From the line that contains "Target: snow-covered shrub" down to the last line of the data below, restate every line word for word, skipping any images.

[Dataset rows on where objects appear]
^^^^^^^^
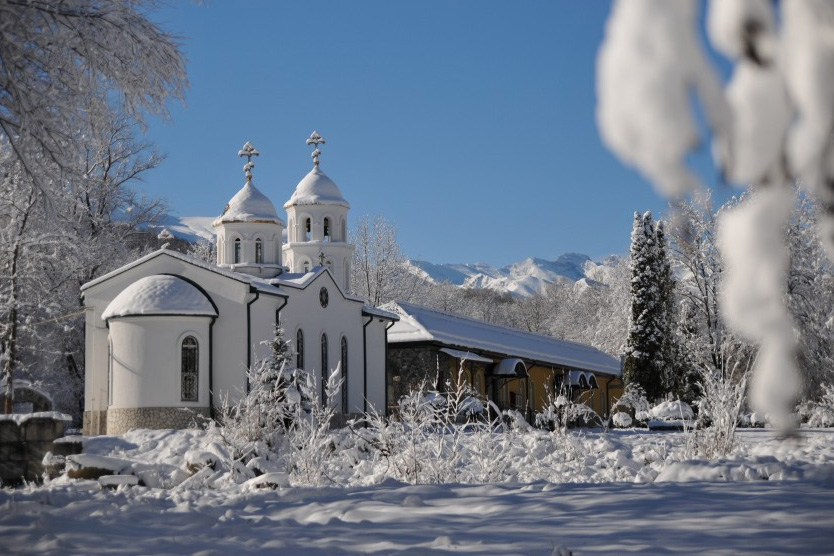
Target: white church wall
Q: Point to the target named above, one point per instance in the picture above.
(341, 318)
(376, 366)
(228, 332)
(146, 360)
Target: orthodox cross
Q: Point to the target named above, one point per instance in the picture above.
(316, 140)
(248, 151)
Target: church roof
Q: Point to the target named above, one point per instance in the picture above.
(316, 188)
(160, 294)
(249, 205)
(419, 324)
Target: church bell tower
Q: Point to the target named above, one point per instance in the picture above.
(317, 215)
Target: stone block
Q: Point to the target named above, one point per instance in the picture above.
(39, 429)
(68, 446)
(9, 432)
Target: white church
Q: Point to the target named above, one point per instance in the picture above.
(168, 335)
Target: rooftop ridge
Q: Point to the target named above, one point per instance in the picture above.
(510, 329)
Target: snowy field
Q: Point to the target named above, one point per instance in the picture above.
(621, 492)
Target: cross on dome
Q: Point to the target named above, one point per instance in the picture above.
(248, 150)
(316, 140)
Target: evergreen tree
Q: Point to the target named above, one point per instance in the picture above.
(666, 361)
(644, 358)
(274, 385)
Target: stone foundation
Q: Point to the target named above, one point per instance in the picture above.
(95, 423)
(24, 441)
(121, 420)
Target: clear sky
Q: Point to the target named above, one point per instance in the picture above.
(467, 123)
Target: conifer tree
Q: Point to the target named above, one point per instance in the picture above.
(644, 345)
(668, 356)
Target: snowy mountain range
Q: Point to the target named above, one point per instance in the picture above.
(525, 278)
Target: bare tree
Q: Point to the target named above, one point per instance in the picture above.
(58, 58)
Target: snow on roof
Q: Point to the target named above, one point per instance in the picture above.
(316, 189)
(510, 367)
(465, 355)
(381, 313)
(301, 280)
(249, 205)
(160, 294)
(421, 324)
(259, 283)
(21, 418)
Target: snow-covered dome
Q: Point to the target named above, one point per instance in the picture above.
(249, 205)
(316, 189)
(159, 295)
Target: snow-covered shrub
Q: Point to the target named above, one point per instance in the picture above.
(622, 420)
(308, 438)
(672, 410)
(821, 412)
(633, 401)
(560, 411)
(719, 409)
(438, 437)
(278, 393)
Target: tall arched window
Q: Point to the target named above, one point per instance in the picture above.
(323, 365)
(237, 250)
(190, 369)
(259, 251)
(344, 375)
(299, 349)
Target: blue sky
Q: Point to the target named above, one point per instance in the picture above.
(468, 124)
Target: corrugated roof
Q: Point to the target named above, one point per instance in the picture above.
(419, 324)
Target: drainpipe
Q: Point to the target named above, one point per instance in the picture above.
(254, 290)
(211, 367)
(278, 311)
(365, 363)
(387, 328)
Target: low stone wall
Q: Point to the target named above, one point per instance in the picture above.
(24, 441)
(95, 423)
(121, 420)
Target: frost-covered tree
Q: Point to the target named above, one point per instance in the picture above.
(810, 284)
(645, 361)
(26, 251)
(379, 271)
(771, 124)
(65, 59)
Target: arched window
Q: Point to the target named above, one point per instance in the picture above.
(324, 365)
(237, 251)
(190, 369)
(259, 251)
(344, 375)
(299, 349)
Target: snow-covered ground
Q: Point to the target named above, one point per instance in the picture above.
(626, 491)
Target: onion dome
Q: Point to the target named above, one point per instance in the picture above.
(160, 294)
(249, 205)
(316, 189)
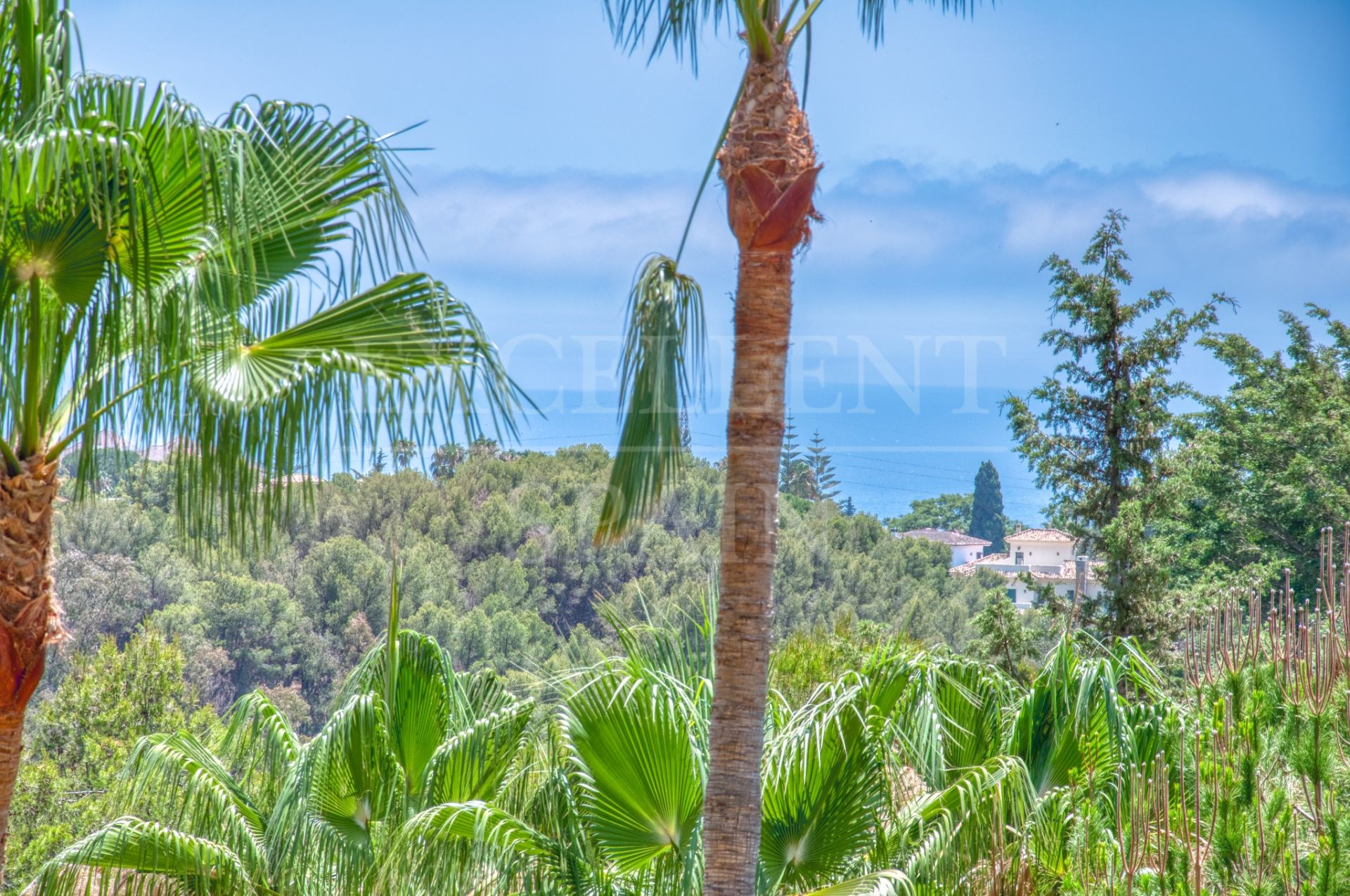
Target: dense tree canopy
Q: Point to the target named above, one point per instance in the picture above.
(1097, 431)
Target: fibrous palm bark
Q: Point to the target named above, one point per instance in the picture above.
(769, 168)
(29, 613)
^^^^^^^^
[Result below]
Target: snow-covered shrub
Q: Point to the target named above, one point per instance in the picture above.
(622, 420)
(308, 438)
(672, 410)
(821, 412)
(633, 401)
(560, 411)
(719, 409)
(438, 437)
(278, 393)
Target: tall arched window
Q: Point to the target named above, one point per instance in the picture above.
(323, 365)
(237, 250)
(190, 369)
(259, 251)
(344, 375)
(299, 349)
Target: blue sky
Q: Point to the target named above, one point per instance in the picture above.
(468, 124)
Target: corrugated roof
Q: Point to the target named above, one point per instance in the picture above.
(419, 324)
Target: drainpipe
Q: Point to the target named above, one point per instance in the picture above.
(254, 290)
(211, 367)
(278, 311)
(365, 363)
(387, 328)
Target: low stone wall
Q: Point to the target named above, one point per instance in the picture above.
(24, 441)
(95, 423)
(121, 420)
Target: frost-covered tree
Q: Point to the target named above, one point per instance in the picture above.
(810, 284)
(645, 361)
(26, 251)
(379, 271)
(771, 124)
(65, 59)
Target: arched window
Q: Point to the target named above, one point per instance in the picture above.
(324, 365)
(237, 251)
(190, 369)
(259, 251)
(344, 375)
(299, 349)
Target: snow-covered ground
Q: Point to the target named above, one point per instance in the picture above.
(626, 491)
Target: onion dome
Q: Point to the target named above, one point per instance in the picture above.
(160, 294)
(249, 205)
(316, 189)
Target: dense tree canopy
Q: Point to the target named above, one point per instance in the picture above.
(1097, 431)
Target: fibrous palm bark
Q: Point to the target named above, one point per instance in the picture above.
(769, 168)
(29, 613)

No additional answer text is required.